── Stored data ──

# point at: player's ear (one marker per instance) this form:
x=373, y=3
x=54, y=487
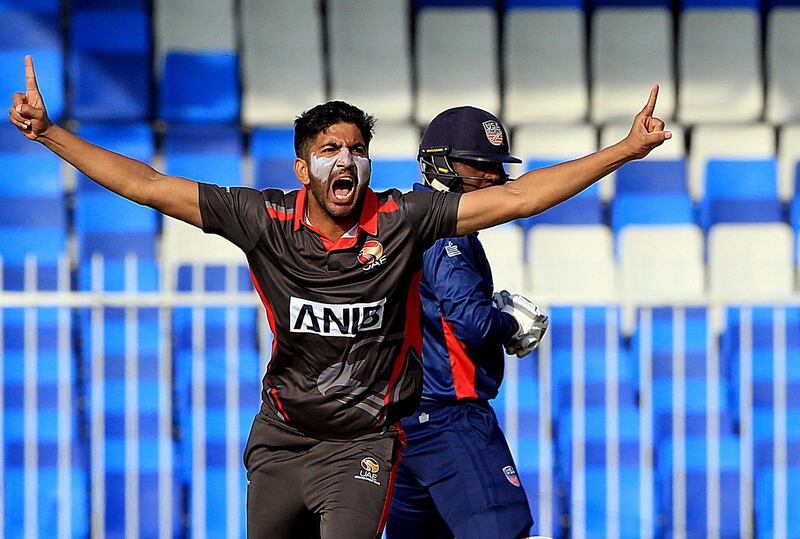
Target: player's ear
x=301, y=170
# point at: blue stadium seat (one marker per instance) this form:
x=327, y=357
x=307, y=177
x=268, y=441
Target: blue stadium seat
x=57, y=487
x=200, y=87
x=740, y=191
x=272, y=150
x=583, y=209
x=651, y=209
x=110, y=72
x=652, y=176
x=211, y=154
x=208, y=419
x=43, y=42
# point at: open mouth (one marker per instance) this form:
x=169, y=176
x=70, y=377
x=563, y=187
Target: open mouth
x=343, y=188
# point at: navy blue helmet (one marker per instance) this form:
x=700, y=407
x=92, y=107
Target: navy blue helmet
x=466, y=133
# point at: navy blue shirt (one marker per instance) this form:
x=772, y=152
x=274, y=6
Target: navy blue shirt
x=462, y=331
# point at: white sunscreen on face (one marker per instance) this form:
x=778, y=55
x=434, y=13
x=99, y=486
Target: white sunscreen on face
x=322, y=167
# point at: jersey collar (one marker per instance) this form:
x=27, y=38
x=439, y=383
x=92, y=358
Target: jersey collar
x=367, y=220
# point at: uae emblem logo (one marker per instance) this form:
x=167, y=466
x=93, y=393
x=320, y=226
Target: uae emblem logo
x=371, y=255
x=511, y=475
x=493, y=132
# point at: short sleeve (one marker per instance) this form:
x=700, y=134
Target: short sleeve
x=236, y=213
x=432, y=214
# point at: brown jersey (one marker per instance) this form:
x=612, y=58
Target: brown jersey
x=345, y=316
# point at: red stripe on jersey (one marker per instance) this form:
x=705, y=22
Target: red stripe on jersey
x=461, y=366
x=280, y=215
x=389, y=206
x=413, y=336
x=271, y=319
x=387, y=504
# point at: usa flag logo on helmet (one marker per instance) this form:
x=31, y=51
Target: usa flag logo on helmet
x=511, y=475
x=493, y=132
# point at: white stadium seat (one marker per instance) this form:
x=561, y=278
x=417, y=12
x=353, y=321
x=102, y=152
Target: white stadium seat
x=571, y=263
x=456, y=60
x=661, y=263
x=750, y=262
x=371, y=67
x=194, y=25
x=788, y=157
x=783, y=65
x=544, y=57
x=731, y=141
x=719, y=63
x=504, y=246
x=282, y=69
x=631, y=49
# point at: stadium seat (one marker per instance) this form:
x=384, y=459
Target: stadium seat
x=394, y=157
x=788, y=161
x=740, y=191
x=193, y=26
x=106, y=223
x=110, y=73
x=453, y=42
x=720, y=78
x=211, y=154
x=44, y=468
x=544, y=61
x=272, y=153
x=750, y=262
x=783, y=51
x=572, y=263
x=371, y=68
x=282, y=63
x=730, y=142
x=542, y=145
x=661, y=263
x=43, y=41
x=199, y=87
x=631, y=49
x=134, y=486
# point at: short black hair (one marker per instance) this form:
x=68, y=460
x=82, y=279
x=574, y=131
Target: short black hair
x=317, y=119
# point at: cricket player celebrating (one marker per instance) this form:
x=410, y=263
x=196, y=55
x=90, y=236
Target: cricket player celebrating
x=337, y=267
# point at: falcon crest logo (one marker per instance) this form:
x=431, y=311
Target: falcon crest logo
x=371, y=255
x=493, y=132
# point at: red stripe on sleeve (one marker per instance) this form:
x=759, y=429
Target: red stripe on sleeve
x=462, y=367
x=413, y=336
x=271, y=318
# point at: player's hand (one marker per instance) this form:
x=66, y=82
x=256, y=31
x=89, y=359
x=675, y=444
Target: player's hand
x=27, y=111
x=647, y=131
x=531, y=321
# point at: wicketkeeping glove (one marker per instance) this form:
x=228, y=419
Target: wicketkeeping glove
x=532, y=322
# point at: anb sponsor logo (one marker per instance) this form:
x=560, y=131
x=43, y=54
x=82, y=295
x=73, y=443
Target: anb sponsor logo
x=369, y=470
x=334, y=320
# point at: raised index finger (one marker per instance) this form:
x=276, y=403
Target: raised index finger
x=651, y=101
x=30, y=76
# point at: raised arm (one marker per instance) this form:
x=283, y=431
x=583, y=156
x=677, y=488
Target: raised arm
x=541, y=189
x=136, y=181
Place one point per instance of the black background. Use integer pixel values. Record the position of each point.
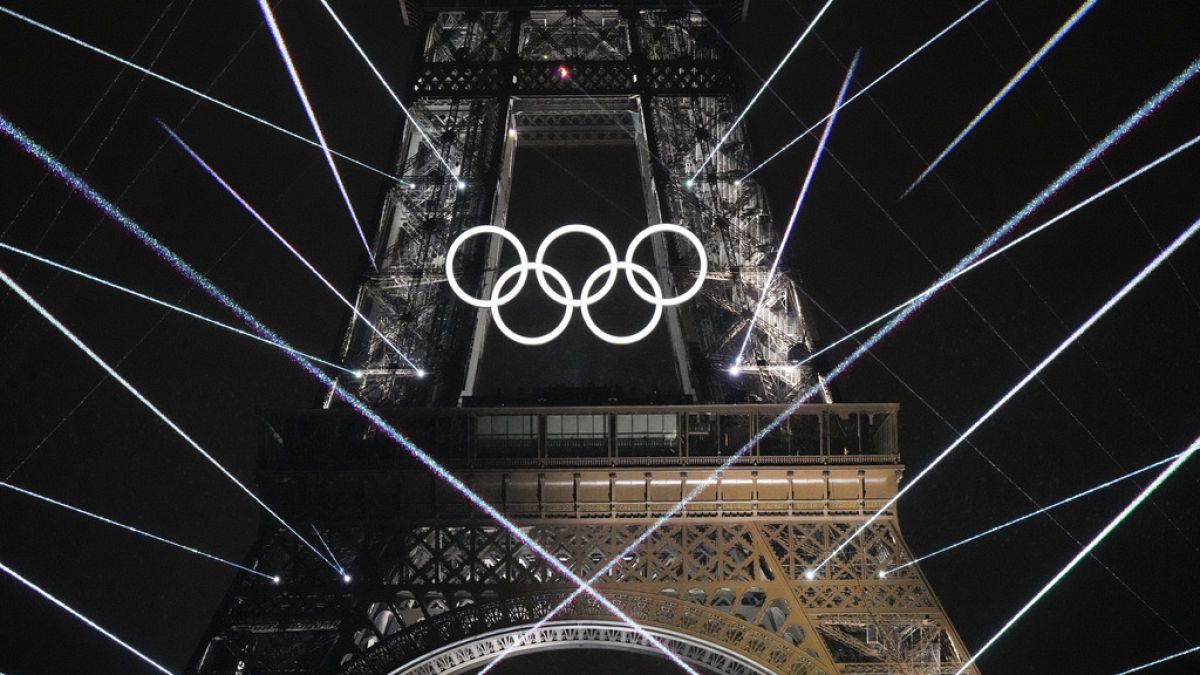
(1132, 395)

───

=== Problem description ===
From the entries above, give again exactly the lines running from the line with "x=778, y=55" to the line with "x=102, y=152"; include both of those lines.

=== Reply ===
x=778, y=55
x=434, y=13
x=99, y=486
Target: white sunscreen on face
x=322, y=167
# point at: jersey collar (one marker per instance) this form:
x=27, y=38
x=439, y=383
x=92, y=358
Target: jersey collar
x=367, y=220
# point at: uae emblem logo (one marker per instance) this form:
x=167, y=466
x=93, y=393
x=320, y=226
Target: uae emblem logo
x=371, y=255
x=511, y=475
x=493, y=132
# point at: short sleeve (one marker per instance) this form:
x=700, y=134
Target: short sleeve
x=236, y=213
x=432, y=214
# point at: brown jersey (one marker per instance) this form:
x=612, y=58
Target: brown jersey
x=345, y=316
# point at: red stripe on jersey (one marker per instance) this form:
x=705, y=22
Target: red stripe on jersey
x=461, y=366
x=280, y=215
x=389, y=206
x=413, y=336
x=271, y=319
x=387, y=504
# point at: usa flag logo on helmet (one marker per instance) this form:
x=31, y=51
Target: usa flag logo on helmet
x=511, y=475
x=493, y=132
# point at: white stadium seat (one marker per instance) this form:
x=561, y=278
x=417, y=12
x=353, y=321
x=102, y=152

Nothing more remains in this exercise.